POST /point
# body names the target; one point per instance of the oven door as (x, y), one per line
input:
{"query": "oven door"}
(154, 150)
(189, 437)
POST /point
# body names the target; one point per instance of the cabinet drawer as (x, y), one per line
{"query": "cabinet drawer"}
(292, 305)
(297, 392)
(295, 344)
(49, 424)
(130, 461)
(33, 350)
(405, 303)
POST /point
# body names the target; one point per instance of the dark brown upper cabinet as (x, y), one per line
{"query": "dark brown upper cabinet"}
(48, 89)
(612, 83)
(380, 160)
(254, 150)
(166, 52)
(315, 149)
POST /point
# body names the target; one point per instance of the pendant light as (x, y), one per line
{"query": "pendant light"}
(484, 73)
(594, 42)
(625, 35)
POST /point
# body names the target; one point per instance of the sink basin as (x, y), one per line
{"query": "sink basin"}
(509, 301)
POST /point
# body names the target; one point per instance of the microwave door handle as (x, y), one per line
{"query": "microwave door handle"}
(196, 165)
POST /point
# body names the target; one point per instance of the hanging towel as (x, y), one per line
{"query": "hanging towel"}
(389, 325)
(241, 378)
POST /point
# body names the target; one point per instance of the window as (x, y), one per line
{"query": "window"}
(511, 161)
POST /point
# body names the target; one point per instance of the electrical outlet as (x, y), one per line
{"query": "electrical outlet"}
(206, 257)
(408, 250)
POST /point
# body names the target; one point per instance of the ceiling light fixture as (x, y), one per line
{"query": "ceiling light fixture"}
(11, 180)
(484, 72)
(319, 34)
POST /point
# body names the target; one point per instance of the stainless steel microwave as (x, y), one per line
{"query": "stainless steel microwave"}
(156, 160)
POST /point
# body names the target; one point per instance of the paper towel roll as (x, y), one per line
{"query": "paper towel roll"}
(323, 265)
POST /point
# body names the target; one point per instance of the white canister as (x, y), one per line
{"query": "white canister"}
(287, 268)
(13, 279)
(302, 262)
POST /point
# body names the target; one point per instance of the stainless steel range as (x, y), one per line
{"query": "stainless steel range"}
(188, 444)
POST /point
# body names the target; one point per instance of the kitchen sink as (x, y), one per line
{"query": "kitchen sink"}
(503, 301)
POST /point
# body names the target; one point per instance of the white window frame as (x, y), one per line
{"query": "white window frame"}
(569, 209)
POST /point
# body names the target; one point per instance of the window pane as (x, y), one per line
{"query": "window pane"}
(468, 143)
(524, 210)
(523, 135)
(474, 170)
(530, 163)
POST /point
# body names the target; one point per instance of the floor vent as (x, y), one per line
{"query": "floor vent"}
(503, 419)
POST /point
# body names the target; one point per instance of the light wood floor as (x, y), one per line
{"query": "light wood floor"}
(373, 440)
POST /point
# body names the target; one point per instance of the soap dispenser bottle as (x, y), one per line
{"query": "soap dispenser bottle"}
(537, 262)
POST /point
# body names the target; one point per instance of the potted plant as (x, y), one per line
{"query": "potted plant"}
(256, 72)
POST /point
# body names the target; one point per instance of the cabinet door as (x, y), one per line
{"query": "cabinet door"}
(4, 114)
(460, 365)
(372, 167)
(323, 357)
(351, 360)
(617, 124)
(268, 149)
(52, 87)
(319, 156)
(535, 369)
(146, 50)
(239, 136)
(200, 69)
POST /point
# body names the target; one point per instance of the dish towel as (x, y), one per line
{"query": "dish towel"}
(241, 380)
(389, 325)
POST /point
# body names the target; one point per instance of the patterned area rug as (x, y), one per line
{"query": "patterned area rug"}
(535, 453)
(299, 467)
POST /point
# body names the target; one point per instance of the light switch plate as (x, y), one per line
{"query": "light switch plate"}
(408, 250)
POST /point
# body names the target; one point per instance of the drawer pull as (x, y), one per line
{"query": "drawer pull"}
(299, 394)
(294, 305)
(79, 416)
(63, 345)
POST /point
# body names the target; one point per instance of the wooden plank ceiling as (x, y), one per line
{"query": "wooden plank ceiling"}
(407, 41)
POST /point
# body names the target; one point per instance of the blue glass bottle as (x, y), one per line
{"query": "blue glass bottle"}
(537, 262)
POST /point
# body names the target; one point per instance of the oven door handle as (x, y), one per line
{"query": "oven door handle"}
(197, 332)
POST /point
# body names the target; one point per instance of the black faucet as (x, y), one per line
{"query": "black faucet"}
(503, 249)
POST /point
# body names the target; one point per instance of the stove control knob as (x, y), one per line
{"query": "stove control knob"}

**Stated goal**
Pull out every line from the rows above that contains the word "white", treating uppercase and lowercase as different.

**Result for this exercise**
# body names the target; one point per instance of the white canister as (x, y), one per line
{"query": "white canister"}
# body names the target; one point per instance of the white window frame as (x, y), one per line
{"query": "white window frame"}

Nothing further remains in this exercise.